*Input material*:

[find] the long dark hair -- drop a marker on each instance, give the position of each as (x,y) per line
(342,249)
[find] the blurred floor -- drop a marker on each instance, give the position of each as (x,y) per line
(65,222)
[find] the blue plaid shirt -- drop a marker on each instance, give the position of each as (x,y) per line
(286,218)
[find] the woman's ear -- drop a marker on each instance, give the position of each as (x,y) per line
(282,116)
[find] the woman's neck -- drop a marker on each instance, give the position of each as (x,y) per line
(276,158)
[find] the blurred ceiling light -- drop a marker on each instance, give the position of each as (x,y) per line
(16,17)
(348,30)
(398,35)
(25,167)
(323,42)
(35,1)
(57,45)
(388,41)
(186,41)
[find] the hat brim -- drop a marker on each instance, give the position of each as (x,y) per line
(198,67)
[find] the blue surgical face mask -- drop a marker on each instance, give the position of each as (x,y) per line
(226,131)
* * *
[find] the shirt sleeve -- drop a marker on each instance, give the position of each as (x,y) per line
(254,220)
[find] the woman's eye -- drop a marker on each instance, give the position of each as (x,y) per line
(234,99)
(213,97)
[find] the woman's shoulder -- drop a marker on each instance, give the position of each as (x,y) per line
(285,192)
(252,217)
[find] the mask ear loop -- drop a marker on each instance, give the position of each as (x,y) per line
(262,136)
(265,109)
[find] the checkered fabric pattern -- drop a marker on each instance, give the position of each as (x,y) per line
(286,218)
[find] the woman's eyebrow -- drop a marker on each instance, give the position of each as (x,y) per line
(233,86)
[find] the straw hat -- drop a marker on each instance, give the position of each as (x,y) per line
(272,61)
==
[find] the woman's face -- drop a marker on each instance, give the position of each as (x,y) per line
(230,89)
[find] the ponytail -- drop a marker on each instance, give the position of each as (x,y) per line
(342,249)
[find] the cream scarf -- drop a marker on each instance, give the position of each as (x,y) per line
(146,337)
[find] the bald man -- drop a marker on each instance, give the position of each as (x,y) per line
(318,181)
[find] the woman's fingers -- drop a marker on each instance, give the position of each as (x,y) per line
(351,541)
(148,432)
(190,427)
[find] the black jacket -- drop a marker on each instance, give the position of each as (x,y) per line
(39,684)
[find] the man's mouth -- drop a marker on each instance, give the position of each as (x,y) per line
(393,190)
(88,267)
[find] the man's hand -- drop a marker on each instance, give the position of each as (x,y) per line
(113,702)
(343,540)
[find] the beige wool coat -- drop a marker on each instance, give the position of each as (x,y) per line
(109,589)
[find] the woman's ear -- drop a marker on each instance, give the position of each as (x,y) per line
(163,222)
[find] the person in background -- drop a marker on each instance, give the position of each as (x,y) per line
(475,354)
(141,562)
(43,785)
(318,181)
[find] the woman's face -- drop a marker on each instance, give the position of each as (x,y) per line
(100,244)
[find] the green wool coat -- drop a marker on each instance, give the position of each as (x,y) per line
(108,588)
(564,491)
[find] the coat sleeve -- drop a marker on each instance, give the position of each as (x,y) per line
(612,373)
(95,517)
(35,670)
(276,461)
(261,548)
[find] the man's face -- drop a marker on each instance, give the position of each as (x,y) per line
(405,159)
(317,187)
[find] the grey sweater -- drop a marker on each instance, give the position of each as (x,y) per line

*Work order*: Taking the entries above, write out exactly each line from the one holding "[find] the green" to the one holding "[find] the grey", both included, and stop there.

*The answer*:
[find] the green wool coat -- drop a marker on each instance, give the position of each as (x,y) per line
(108,588)
(564,491)
[find] the coat sleeve -- drop a marker on each instance, give the position of each as (x,y) per line
(612,373)
(95,517)
(35,670)
(276,461)
(261,548)
[find] the man's face -- drop a marker on each instance, give the position of each as (x,y) per line
(405,159)
(317,187)
[find] the grey sweater -- drop a marker on each instance, give the position of each as (x,y) per line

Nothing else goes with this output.